Transcribe all records exactly.
-------- Given data
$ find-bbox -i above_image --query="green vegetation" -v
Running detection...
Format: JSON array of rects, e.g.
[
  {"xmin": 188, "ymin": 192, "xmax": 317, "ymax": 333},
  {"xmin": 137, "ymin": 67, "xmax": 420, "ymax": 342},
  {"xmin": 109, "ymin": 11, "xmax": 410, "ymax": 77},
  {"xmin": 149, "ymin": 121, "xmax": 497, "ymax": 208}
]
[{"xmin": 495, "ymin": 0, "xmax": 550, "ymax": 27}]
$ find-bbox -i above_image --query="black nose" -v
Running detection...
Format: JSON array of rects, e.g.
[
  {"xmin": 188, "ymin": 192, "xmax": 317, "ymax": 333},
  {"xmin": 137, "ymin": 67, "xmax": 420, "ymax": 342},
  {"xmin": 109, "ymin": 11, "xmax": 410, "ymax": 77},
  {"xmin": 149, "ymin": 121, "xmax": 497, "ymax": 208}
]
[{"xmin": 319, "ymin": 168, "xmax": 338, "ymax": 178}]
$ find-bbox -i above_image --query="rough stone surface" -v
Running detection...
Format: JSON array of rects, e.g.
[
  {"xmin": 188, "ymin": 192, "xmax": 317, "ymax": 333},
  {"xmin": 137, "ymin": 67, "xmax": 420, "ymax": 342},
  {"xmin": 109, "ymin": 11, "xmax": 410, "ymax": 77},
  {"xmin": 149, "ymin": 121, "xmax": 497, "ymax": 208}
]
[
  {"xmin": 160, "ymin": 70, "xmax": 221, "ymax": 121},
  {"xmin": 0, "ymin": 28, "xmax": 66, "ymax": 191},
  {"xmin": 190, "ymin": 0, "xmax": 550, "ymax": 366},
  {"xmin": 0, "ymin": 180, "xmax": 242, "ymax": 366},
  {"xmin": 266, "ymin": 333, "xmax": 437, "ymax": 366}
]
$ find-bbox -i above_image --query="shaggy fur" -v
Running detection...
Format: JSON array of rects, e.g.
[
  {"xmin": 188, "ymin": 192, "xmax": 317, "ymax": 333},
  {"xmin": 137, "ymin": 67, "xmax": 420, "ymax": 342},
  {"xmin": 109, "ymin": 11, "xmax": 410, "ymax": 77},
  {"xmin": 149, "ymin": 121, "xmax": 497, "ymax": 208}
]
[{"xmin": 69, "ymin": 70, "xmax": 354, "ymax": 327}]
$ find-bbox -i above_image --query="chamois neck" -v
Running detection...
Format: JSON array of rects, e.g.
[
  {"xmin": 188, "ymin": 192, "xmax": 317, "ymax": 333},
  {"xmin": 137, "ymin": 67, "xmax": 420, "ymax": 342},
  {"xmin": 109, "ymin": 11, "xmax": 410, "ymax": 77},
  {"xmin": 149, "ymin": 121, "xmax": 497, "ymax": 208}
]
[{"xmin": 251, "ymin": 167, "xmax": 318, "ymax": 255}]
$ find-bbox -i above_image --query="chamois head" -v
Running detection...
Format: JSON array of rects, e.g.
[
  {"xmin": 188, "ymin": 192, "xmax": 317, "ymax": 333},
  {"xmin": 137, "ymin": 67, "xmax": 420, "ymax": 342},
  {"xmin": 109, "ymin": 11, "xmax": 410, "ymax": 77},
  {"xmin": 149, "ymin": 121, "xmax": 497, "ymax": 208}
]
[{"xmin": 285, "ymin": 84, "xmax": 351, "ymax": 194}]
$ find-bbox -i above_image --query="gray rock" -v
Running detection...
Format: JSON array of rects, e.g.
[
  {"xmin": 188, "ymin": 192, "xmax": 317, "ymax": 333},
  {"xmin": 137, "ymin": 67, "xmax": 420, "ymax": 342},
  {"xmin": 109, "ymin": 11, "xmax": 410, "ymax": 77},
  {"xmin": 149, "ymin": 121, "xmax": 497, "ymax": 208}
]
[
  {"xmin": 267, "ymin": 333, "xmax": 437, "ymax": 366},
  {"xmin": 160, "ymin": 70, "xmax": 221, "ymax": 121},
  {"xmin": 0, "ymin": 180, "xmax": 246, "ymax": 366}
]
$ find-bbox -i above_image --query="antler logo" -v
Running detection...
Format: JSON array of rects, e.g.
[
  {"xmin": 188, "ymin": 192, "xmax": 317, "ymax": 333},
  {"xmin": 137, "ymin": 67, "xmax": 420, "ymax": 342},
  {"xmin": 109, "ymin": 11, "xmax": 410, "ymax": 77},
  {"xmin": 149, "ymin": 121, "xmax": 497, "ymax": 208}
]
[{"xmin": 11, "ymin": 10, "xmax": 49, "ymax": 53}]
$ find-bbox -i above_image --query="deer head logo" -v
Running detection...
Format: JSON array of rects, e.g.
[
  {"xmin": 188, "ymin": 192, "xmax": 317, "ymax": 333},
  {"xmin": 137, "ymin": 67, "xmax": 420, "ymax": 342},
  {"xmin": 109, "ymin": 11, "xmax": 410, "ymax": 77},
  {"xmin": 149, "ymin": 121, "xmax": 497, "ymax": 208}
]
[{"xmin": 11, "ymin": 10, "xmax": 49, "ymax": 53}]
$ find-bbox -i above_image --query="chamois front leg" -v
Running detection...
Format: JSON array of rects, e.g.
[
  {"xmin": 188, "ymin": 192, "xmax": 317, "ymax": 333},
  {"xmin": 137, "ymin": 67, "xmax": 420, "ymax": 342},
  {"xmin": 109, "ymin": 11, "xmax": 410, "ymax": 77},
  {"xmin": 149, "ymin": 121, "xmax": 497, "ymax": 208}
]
----------------
▶ _Completed task_:
$ find-bbox -i above_image --query="green vegetation" -v
Running detection...
Format: JSON array of rects, e.g.
[
  {"xmin": 188, "ymin": 192, "xmax": 317, "ymax": 333},
  {"xmin": 137, "ymin": 67, "xmax": 420, "ymax": 342},
  {"xmin": 109, "ymin": 11, "xmax": 410, "ymax": 77},
  {"xmin": 149, "ymin": 121, "xmax": 497, "ymax": 208}
]
[{"xmin": 495, "ymin": 0, "xmax": 550, "ymax": 27}]
$ find-bbox -i above_image --query="black nose" -v
Running detection...
Format: JSON array of rects, e.g.
[
  {"xmin": 188, "ymin": 192, "xmax": 317, "ymax": 333},
  {"xmin": 137, "ymin": 67, "xmax": 420, "ymax": 342},
  {"xmin": 109, "ymin": 11, "xmax": 410, "ymax": 77},
  {"xmin": 149, "ymin": 121, "xmax": 497, "ymax": 208}
]
[{"xmin": 319, "ymin": 168, "xmax": 338, "ymax": 178}]
$ find-bbox -i above_image --query="rough stone surface" -v
Running detection...
Format: JSON array of rects, e.g.
[
  {"xmin": 188, "ymin": 192, "xmax": 317, "ymax": 333},
  {"xmin": 137, "ymin": 67, "xmax": 420, "ymax": 342},
  {"xmin": 109, "ymin": 11, "xmax": 410, "ymax": 77},
  {"xmin": 149, "ymin": 121, "xmax": 497, "ymax": 208}
]
[
  {"xmin": 160, "ymin": 70, "xmax": 221, "ymax": 121},
  {"xmin": 0, "ymin": 28, "xmax": 66, "ymax": 191},
  {"xmin": 190, "ymin": 0, "xmax": 550, "ymax": 366},
  {"xmin": 0, "ymin": 180, "xmax": 242, "ymax": 366},
  {"xmin": 266, "ymin": 333, "xmax": 437, "ymax": 366}
]
$ find-bbox -i above_image --query="shaggy fur" -v
Running detection...
Format: JSON array of rects, e.g.
[
  {"xmin": 188, "ymin": 192, "xmax": 317, "ymax": 333},
  {"xmin": 137, "ymin": 67, "xmax": 420, "ymax": 342},
  {"xmin": 109, "ymin": 11, "xmax": 410, "ymax": 77},
  {"xmin": 149, "ymin": 121, "xmax": 497, "ymax": 208}
]
[{"xmin": 69, "ymin": 70, "xmax": 354, "ymax": 327}]
$ find-bbox -i above_image --query="chamois neck" -v
Running detection...
Format: JSON array of rects, e.g.
[
  {"xmin": 188, "ymin": 192, "xmax": 317, "ymax": 333},
  {"xmin": 137, "ymin": 67, "xmax": 420, "ymax": 342},
  {"xmin": 109, "ymin": 11, "xmax": 410, "ymax": 77},
  {"xmin": 149, "ymin": 121, "xmax": 497, "ymax": 208}
]
[{"xmin": 251, "ymin": 167, "xmax": 318, "ymax": 255}]
$ find-bbox -i above_image --query="chamois head" -v
Running detection...
Format: JSON array of rects, e.g.
[
  {"xmin": 188, "ymin": 192, "xmax": 317, "ymax": 333},
  {"xmin": 137, "ymin": 67, "xmax": 420, "ymax": 342},
  {"xmin": 109, "ymin": 11, "xmax": 410, "ymax": 77},
  {"xmin": 149, "ymin": 121, "xmax": 497, "ymax": 208}
]
[{"xmin": 285, "ymin": 84, "xmax": 351, "ymax": 194}]
$ find-bbox -i above_image --query="gray rock" -v
Running detection...
Format: JSON array of rects, e.g.
[
  {"xmin": 188, "ymin": 192, "xmax": 317, "ymax": 333},
  {"xmin": 137, "ymin": 67, "xmax": 420, "ymax": 342},
  {"xmin": 109, "ymin": 11, "xmax": 410, "ymax": 77},
  {"xmin": 149, "ymin": 121, "xmax": 497, "ymax": 208}
]
[
  {"xmin": 267, "ymin": 333, "xmax": 437, "ymax": 366},
  {"xmin": 160, "ymin": 70, "xmax": 221, "ymax": 121},
  {"xmin": 0, "ymin": 180, "xmax": 246, "ymax": 366}
]
$ find-bbox -i above_image --query="antler logo" -v
Running detection...
Format: JSON array of rects, e.g.
[
  {"xmin": 188, "ymin": 192, "xmax": 317, "ymax": 333},
  {"xmin": 137, "ymin": 67, "xmax": 420, "ymax": 342},
  {"xmin": 109, "ymin": 11, "xmax": 410, "ymax": 77},
  {"xmin": 149, "ymin": 121, "xmax": 497, "ymax": 208}
]
[{"xmin": 11, "ymin": 10, "xmax": 49, "ymax": 53}]
$ find-bbox -i above_image --query="deer head logo" -v
Running detection...
Format: JSON array of rects, e.g.
[
  {"xmin": 188, "ymin": 192, "xmax": 317, "ymax": 333},
  {"xmin": 137, "ymin": 67, "xmax": 420, "ymax": 342},
  {"xmin": 109, "ymin": 11, "xmax": 410, "ymax": 77},
  {"xmin": 149, "ymin": 121, "xmax": 497, "ymax": 208}
]
[{"xmin": 11, "ymin": 10, "xmax": 49, "ymax": 53}]
$ find-bbox -i above_image --query="chamois front leg" -v
Running detection...
Format: JSON array of rects, e.g.
[
  {"xmin": 188, "ymin": 192, "xmax": 317, "ymax": 333},
  {"xmin": 137, "ymin": 67, "xmax": 420, "ymax": 342},
  {"xmin": 109, "ymin": 11, "xmax": 410, "ymax": 77},
  {"xmin": 149, "ymin": 121, "xmax": 497, "ymax": 208}
]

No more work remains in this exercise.